Quoted passage
Monitoring & Troubleshooting
"It's slow" is not a diagnosis. To fix a problem, you must first see it. Packet analysis and flow data provide the visibility you need.
1. Polling (SNMP) vs Streaming (Telemetry)
How do we get data out of network devices?
SNMP (Simple Network Management Protocol)
The legacy standard (since 1988). The NMS (Network Management System) asks questions every 5 minutes ("What is your CPU load?").
- Pro: Supported by everything (even toasters).
- Con: Slow. You miss spikes that happen between polls. CPU intensive for the router.
- Security: v1/v2c use cleartext community strings. v3 adds encryption (AES) and authentication (SHA).
Streaming Telemetry (gRPC / NETCONF)
The modern approach. The router pushes data to a collector instantly (sub-second) when it changes.
- Pro: Real-time visibility. Efficient (binary encoding like Protobuf).
- Con: Requires newer hardware and a Time Series Database (InfluxDB/Prometheus).
2. Flow Data: NetFlow / IPFIX
If SNMP is "How is the device feeling?", NetFlow is "Who is talking to whom?". It captures Metadata about traffic, not the payload.
NetFlow: Like a phone bill. "Paul called Sarah at 2:00 PM for 5 minutes." (Source IP, Dest IP, Port, Duration). Good for bandwidth analysis and security forensics.
Wireshark (PCAP): Like a wiretap. Captures the actual conversation ("Paul said hello"). Needed for deep troubleshooting (retransmissions, application errors).
3. Wireshark Filter Cheat Sheet
Packet captures (PCAP) can be huge. Use display filters to find the needle in the haystack.
| Scenario | Filter |
|---|---|
| Find Bad TCP | tcp.analysis.flags (Shows retransmissions, duplicate ACKs, zero windows). |
| Slow Server Response | tcp.time_delta > 0.5 (Packets that took > 500ms to arrive). |
| Specific IP | ip.addr == 192.168.1.10 |
| DHCP Traffic | bootp |
| DNS Errors | dns.flags.rcode != 0 |
4. Syslog Severity Levels
Devices generate text logs for events. Knowing the severity level helps you filter noise.

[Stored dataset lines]
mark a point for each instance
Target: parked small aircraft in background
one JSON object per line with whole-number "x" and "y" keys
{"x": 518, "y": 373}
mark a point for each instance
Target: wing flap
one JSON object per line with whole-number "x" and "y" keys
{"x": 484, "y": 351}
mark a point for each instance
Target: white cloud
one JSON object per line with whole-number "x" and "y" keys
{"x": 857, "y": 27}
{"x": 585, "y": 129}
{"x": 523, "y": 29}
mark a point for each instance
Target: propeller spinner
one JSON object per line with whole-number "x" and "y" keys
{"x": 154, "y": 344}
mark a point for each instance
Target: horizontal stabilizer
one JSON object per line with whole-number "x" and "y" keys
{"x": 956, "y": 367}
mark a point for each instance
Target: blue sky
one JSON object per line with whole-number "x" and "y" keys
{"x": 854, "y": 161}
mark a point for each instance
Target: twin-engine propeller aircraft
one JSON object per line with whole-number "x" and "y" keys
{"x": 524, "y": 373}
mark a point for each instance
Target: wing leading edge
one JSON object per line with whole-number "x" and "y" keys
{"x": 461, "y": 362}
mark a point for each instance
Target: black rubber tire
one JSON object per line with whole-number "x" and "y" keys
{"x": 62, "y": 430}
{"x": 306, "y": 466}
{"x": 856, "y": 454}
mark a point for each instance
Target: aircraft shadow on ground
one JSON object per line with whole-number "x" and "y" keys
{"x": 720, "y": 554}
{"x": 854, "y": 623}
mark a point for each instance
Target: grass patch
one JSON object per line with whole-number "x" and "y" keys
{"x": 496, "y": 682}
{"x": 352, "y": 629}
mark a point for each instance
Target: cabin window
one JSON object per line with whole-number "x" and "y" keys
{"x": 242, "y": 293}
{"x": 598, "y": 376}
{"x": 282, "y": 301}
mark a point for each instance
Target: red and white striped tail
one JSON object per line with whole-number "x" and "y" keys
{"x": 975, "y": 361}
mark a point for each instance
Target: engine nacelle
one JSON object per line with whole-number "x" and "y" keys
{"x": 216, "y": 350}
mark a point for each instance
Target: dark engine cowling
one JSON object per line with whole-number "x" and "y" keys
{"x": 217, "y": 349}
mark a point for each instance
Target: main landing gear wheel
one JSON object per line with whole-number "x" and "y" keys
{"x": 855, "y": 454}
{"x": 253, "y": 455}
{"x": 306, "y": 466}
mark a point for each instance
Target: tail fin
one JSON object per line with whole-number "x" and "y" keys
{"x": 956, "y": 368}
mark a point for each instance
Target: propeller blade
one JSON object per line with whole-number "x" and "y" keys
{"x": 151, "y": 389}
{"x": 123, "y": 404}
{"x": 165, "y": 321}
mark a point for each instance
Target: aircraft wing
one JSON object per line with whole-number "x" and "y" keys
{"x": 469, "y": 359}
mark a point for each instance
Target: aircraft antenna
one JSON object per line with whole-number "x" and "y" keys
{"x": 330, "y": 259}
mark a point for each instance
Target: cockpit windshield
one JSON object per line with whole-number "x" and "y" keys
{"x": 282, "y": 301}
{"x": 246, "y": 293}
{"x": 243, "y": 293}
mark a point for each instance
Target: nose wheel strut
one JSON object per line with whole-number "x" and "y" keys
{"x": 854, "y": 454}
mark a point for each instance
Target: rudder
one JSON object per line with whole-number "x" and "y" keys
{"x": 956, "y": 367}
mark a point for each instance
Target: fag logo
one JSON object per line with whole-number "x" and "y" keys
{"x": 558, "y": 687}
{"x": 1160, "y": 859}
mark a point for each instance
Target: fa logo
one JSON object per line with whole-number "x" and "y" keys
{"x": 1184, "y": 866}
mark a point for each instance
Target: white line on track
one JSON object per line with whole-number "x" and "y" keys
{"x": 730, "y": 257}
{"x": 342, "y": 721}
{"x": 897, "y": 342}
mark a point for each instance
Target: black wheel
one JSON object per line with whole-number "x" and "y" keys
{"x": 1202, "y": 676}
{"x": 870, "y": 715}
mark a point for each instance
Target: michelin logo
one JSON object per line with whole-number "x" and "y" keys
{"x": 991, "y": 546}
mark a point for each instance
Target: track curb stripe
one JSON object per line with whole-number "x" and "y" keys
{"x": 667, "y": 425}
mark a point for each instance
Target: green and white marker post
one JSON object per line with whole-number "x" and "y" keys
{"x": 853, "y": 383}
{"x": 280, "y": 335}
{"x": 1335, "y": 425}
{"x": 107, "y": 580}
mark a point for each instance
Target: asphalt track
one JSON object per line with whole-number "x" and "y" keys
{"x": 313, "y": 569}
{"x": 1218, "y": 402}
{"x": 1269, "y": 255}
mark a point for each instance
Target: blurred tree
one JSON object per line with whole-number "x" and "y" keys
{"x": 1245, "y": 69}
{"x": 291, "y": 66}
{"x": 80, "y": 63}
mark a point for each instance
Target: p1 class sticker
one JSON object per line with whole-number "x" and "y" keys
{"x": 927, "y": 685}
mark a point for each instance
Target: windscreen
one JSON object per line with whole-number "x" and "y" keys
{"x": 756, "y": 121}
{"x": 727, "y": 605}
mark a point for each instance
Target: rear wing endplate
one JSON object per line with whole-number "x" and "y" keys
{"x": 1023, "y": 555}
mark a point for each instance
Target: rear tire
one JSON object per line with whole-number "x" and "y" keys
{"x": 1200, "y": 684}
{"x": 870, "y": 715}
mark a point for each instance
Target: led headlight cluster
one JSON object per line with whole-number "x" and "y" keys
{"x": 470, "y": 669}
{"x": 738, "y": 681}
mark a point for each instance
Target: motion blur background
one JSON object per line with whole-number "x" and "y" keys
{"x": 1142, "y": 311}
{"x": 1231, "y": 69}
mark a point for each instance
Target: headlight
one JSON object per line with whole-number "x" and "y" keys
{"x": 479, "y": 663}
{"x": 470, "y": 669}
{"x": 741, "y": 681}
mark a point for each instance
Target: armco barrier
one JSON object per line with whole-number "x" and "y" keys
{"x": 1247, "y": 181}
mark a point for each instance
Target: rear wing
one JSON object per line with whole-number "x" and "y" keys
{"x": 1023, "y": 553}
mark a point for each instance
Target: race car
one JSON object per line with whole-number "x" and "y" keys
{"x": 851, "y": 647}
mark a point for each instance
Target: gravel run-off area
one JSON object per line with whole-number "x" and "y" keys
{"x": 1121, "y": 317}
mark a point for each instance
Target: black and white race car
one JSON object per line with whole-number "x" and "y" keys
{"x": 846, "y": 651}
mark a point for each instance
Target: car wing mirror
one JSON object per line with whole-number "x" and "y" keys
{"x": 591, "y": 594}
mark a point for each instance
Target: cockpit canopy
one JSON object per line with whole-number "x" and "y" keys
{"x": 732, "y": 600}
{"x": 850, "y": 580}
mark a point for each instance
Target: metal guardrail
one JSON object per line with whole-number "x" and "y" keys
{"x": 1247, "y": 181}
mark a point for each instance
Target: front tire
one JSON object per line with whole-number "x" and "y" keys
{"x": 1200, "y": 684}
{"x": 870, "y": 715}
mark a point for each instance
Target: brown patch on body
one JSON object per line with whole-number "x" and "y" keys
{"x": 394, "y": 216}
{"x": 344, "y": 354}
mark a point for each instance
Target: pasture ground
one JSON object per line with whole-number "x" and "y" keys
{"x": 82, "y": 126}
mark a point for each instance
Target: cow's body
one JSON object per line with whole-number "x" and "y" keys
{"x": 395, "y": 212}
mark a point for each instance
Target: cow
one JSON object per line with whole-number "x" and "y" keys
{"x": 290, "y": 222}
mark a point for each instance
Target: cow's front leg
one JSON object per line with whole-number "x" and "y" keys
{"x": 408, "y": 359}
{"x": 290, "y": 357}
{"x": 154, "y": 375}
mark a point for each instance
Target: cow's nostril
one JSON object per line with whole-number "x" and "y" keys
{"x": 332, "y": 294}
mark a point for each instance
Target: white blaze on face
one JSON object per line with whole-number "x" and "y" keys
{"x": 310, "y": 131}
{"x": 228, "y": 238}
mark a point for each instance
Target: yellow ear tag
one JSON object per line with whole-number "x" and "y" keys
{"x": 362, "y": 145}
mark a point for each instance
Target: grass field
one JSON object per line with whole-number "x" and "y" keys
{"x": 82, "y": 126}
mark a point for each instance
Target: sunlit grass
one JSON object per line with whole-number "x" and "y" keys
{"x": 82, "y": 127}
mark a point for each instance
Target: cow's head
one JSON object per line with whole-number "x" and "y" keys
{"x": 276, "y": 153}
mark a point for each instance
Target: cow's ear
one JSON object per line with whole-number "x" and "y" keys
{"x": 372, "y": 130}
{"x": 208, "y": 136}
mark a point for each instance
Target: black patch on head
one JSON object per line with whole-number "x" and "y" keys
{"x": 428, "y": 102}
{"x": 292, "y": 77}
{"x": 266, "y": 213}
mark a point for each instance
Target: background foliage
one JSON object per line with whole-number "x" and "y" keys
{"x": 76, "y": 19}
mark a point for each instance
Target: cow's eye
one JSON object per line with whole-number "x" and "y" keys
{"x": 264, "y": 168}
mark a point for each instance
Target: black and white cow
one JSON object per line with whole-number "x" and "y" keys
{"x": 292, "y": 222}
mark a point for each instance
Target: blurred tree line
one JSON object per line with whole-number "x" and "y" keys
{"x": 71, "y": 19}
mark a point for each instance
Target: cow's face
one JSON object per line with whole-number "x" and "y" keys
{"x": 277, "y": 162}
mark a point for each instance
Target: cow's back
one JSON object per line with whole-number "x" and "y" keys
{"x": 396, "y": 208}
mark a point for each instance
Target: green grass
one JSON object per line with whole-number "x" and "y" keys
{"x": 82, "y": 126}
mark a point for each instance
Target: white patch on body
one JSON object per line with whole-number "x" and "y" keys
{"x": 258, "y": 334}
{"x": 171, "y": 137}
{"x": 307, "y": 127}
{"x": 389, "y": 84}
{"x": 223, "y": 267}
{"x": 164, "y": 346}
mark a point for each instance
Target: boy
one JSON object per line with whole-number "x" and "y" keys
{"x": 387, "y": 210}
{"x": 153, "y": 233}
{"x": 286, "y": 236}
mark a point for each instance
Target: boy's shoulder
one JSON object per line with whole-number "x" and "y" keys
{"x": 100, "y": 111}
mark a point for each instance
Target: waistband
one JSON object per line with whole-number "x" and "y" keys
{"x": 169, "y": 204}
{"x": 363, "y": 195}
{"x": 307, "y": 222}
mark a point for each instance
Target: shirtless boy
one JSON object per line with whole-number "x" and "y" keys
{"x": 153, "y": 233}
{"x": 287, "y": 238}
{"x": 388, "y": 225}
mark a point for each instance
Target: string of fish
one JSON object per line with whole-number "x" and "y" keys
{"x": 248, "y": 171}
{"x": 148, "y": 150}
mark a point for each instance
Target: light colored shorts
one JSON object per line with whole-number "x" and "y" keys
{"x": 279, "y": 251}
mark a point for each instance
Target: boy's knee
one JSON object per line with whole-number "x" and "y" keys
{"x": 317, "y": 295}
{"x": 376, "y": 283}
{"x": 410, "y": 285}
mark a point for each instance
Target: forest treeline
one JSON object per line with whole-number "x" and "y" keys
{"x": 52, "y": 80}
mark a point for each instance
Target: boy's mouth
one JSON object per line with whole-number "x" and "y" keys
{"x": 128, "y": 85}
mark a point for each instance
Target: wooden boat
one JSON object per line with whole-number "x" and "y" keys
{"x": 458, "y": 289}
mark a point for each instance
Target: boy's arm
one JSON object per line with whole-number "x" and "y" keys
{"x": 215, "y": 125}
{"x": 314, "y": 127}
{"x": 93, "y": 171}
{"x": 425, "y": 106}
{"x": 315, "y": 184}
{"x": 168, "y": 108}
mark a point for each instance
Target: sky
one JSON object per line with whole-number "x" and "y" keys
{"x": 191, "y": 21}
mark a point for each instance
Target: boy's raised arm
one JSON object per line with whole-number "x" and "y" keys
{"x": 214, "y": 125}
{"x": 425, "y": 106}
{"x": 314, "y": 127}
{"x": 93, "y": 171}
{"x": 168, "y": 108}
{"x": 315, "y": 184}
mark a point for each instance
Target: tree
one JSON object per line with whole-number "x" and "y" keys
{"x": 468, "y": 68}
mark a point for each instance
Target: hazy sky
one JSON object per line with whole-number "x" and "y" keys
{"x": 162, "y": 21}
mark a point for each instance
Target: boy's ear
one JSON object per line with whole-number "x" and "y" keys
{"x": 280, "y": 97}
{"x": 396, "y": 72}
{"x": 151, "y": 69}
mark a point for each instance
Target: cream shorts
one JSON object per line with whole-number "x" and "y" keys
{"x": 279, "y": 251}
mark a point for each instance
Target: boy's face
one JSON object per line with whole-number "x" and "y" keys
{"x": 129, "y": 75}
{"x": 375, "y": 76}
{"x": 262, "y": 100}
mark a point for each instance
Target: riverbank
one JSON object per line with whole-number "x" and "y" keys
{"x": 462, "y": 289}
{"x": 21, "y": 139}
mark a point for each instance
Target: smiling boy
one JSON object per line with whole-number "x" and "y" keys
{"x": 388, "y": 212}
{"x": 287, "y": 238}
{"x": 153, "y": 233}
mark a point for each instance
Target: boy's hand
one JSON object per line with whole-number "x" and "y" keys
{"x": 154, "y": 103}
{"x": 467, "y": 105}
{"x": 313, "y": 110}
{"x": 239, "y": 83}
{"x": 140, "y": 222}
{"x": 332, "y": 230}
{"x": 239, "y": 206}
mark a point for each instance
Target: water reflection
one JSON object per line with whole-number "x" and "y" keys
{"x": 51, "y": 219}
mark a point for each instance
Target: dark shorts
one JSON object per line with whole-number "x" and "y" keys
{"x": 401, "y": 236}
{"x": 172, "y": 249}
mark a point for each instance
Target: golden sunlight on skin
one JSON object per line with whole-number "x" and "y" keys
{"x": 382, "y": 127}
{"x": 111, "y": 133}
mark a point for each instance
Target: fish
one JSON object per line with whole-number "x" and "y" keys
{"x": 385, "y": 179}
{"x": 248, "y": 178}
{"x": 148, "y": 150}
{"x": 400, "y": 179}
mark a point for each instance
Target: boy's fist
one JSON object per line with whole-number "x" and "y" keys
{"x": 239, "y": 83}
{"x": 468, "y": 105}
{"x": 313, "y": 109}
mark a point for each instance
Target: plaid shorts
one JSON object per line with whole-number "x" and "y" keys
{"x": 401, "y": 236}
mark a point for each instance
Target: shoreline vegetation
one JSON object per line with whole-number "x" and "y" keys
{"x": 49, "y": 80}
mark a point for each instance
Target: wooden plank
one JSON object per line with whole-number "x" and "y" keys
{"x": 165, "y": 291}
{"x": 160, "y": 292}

Task requirements
- 1) Return the passage of the monitoring and troubleshooting text from "- Security: v1/v2c" down to "not the payload.", copied word for word.
- 2) In the monitoring and troubleshooting text, what does SNMP v3 add that v1/v2c lack?

Answers
- 1)
- Security: v1/v2c use cleartext community strings. v3 adds encryption (AES) and authentication (SHA).
Streaming Telemetry (gRPC / NETCONF)
The modern approach. The router pushes data to a collector instantly (sub-second) when it changes.
- Pro: Real-time visibility. Efficient (binary encoding like Protobuf).
- Con: Requires newer hardware and a Time Series Database (InfluxDB/Prometheus).
2. Flow Data: NetFlow / IPFIX
If SNMP is "How is the device feeling?", NetFlow is "Who is talking to whom?". It captures Metadata about traffic, not the payload.

- 2) Encryption (AES) and authentication (SHA).